----- THE DATA -----
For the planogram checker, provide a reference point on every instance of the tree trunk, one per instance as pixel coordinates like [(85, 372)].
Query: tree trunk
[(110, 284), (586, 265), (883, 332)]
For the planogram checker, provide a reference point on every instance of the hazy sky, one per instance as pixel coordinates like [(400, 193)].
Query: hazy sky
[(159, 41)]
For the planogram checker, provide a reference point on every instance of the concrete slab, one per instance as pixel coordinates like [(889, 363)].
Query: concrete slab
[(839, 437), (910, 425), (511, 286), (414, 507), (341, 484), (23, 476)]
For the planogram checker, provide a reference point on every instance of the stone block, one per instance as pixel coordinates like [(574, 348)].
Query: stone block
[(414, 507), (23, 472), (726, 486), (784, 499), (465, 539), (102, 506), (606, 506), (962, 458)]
-----
OBJECTIVE
Can you put the listing above into a Markdown table with the columns Row and Line, numbering each line and leaving out any blank lines?

COMPLETED TASK
| Row | Line |
|---|---|
| 1 | For the planogram checker, provide a reference point on every instance of the tree trunk, one per instance as pixel coordinates like [(85, 372)]. |
| 2 | Query: tree trunk |
| 3 | [(110, 284), (586, 265), (883, 332)] |
| 4 | For the planogram checker, provide a reference point on every instance of the hazy sky, one per instance as pixel coordinates like [(400, 193)]. |
| 5 | Query: hazy sky |
| 6 | [(159, 41)] |
| 7 | For the planogram checker, provide a reference point on every instance of the concrete slab, one per instance as pixel coordinates like [(889, 363)]. |
| 8 | Query: concrete slab |
| 9 | [(839, 437), (910, 425), (511, 286), (414, 507), (341, 484), (23, 476)] |
| 10 | For the planogram checker, provide a reference point on every instance of the stone block, one per instance as pixel coordinates like [(574, 348)]. |
| 11 | Query: stone block |
| 12 | [(414, 507), (23, 472), (726, 486), (784, 499), (465, 539), (102, 506), (606, 506), (962, 458)] |